+++ DATASET ENTRIES +++

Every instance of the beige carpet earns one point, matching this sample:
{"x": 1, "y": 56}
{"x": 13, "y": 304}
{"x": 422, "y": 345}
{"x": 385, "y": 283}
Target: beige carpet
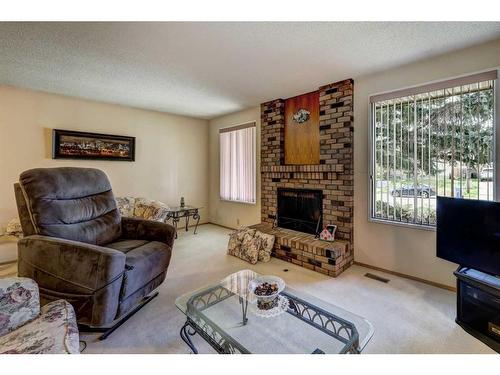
{"x": 408, "y": 317}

+++

- **WHAT THE TASK ASKS**
The records above are to be repeated exactly, with the pictures left out.

- **RESULT OF THE TASK**
Every instance of the beige carpet earns one point, matching this sample:
{"x": 1, "y": 56}
{"x": 13, "y": 304}
{"x": 422, "y": 345}
{"x": 385, "y": 283}
Target: beige carpet
{"x": 408, "y": 317}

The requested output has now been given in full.